Find all lines in the records that include the word "positive", and copy them out.

Stored data
★ ★ ★ ★ ★

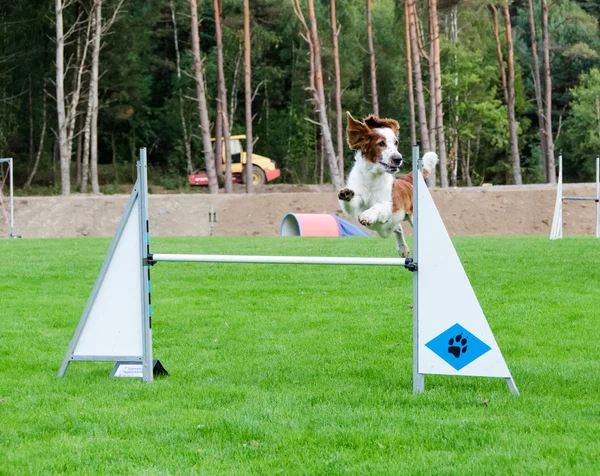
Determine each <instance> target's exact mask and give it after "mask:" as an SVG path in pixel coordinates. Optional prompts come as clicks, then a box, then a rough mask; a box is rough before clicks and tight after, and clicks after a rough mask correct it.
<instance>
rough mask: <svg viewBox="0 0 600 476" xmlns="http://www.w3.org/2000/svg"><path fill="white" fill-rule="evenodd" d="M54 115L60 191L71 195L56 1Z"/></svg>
mask: <svg viewBox="0 0 600 476" xmlns="http://www.w3.org/2000/svg"><path fill="white" fill-rule="evenodd" d="M55 10H56V113H57V115H58V150H59V156H60V183H61V185H60V191H61V194H62V195H70V194H71V175H70V168H71V157H70V155H69V150H68V140H67V112H66V110H65V84H64V76H65V57H64V55H65V36H64V31H63V30H64V25H63V2H62V0H56V3H55Z"/></svg>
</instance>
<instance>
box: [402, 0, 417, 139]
mask: <svg viewBox="0 0 600 476" xmlns="http://www.w3.org/2000/svg"><path fill="white" fill-rule="evenodd" d="M408 2H409V0H405V1H404V43H405V45H406V46H405V48H406V71H407V74H406V77H407V89H408V109H409V112H410V143H411V145H415V144H416V143H417V126H416V123H415V92H414V88H413V68H412V57H411V54H412V50H411V44H410V20H409V9H408Z"/></svg>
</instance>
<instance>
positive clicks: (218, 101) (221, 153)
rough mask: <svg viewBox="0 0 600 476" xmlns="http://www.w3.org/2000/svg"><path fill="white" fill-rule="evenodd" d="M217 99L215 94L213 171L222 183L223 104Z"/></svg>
mask: <svg viewBox="0 0 600 476" xmlns="http://www.w3.org/2000/svg"><path fill="white" fill-rule="evenodd" d="M217 89H218V86H217ZM217 92H218V91H217ZM218 99H219V98H218V94H217V116H216V117H215V171H216V173H217V179H218V180H219V179H220V181H222V182H223V183H224V182H225V175H224V174H223V111H222V107H223V105H222V104H221V101H219V100H218Z"/></svg>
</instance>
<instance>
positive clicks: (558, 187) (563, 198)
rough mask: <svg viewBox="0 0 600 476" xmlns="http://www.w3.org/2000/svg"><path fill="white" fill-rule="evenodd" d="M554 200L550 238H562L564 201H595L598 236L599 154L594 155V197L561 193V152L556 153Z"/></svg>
mask: <svg viewBox="0 0 600 476" xmlns="http://www.w3.org/2000/svg"><path fill="white" fill-rule="evenodd" d="M556 182H557V183H556V202H555V205H554V216H553V218H552V228H551V229H550V239H551V240H558V239H560V238H562V225H563V219H562V208H563V202H564V201H594V202H596V238H600V156H596V196H595V197H564V196H563V193H562V152H561V153H560V154H559V155H558V179H557V180H556Z"/></svg>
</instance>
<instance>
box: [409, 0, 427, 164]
mask: <svg viewBox="0 0 600 476" xmlns="http://www.w3.org/2000/svg"><path fill="white" fill-rule="evenodd" d="M407 2H408V9H409V27H410V43H411V53H412V57H413V72H414V75H415V90H416V92H417V110H418V113H419V129H420V132H421V144H422V146H423V151H424V152H429V151H431V145H430V143H429V128H428V127H427V113H426V111H425V95H424V94H423V79H422V76H421V59H420V57H419V46H418V39H417V23H416V22H417V12H416V0H407Z"/></svg>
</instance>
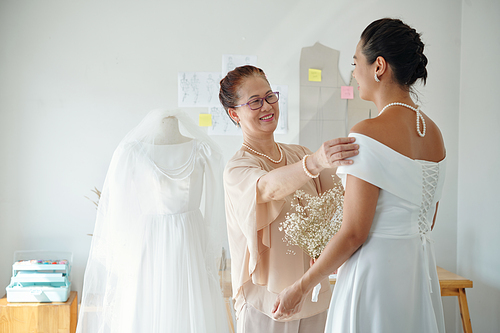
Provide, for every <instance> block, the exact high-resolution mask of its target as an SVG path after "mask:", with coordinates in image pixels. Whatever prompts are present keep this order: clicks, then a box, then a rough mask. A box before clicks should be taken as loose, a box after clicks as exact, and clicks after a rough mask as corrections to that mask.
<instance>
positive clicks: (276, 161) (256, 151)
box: [243, 142, 283, 164]
mask: <svg viewBox="0 0 500 333" xmlns="http://www.w3.org/2000/svg"><path fill="white" fill-rule="evenodd" d="M243 146H244V147H245V148H247V149H248V150H250V151H251V152H253V153H255V154H257V155H260V156H264V157H266V158H267V159H268V160H269V161H271V162H273V163H276V164H278V163H280V162H281V161H282V160H283V150H281V147H280V145H279V144H276V146H278V150H279V151H280V159H279V160H277V161H276V160H273V159H272V158H270V157H269V156H267V155H266V154H262V153H260V152H258V151H256V150H254V149H253V148H252V147H250V146H249V145H247V144H246V143H244V142H243Z"/></svg>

★ ★ ★ ★ ★

**WRITTEN RESPONSE**
positive clicks: (218, 101) (221, 153)
positive clicks: (558, 187) (563, 198)
positive clicks: (276, 161) (256, 151)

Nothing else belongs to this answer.